## Work to complete
Beneath this task is a listing; retype all of it exactly.
*** Opening Input data ***
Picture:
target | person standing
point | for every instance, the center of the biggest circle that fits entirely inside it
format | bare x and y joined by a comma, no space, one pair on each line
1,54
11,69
*** Closing Input data ***
## Solution to the exercise
Picture:
target | person standing
point | for every instance, the center of the biggest circle that fits entirely inside it
format | bare x and y joined by a comma, no space, one pair on each line
1,54
11,69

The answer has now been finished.